Task prompt
Please reproduce every entry below without omitting a single line.

** Records to use follows **

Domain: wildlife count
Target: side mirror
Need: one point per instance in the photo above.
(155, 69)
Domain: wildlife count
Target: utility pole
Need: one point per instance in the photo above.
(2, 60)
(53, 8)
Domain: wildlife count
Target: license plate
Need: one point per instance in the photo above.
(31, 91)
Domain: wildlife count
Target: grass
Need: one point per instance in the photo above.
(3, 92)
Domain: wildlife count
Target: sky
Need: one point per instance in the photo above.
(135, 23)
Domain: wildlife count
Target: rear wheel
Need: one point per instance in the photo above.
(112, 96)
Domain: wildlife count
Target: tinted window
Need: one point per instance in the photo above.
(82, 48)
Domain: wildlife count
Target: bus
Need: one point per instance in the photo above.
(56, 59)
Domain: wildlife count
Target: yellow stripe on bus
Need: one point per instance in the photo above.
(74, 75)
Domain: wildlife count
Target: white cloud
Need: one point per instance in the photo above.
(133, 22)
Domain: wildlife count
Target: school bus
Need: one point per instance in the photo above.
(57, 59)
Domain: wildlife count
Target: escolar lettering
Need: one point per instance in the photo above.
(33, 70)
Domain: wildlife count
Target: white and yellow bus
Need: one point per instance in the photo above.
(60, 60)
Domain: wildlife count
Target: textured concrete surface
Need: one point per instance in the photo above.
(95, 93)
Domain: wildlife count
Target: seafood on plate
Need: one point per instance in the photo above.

** End of Records to use **

Completed task
Domain: wildlife count
Target: side mirror
Need: one point per instance in the photo above.
(155, 69)
Domain: wildlife count
Target: utility pole
Need: one point per instance in the photo above.
(2, 60)
(53, 8)
Domain: wildlife count
Target: license plate
Need: one point per instance in the photo above.
(31, 91)
Domain: wildlife count
Target: grass
Need: one point per instance in the photo above.
(3, 92)
Domain: wildlife count
Target: sky
Need: one point per instance in the photo above.
(135, 23)
Domain: wildlife count
Target: rear wheel
Need: one point per instance in the photo above.
(112, 96)
Domain: wildlife count
Target: tinted window
Need: one point per instance in the photo above.
(82, 48)
Domain: wildlife count
Target: bus
Need: one point per instance in the photo above.
(56, 59)
Domain: wildlife count
Target: yellow stripe on bus
Need: one point per instance in the photo above.
(74, 75)
Domain: wildlife count
Target: white cloud
Need: one point per instance in the photo above.
(133, 22)
Domain: wildlife count
Target: school bus
Need: one point per instance in the photo above.
(57, 59)
Domain: wildlife count
Target: escolar lettering
Need: one point per instance in the photo above.
(33, 70)
Domain: wildlife count
Target: white and yellow bus
Need: one point per instance in the photo above.
(60, 60)
Domain: wildlife count
Target: textured concrete surface
Need: one point per instance in the photo above.
(95, 93)
Domain: wildlife count
Target: seafood on plate
Need: one point per instance in the photo above.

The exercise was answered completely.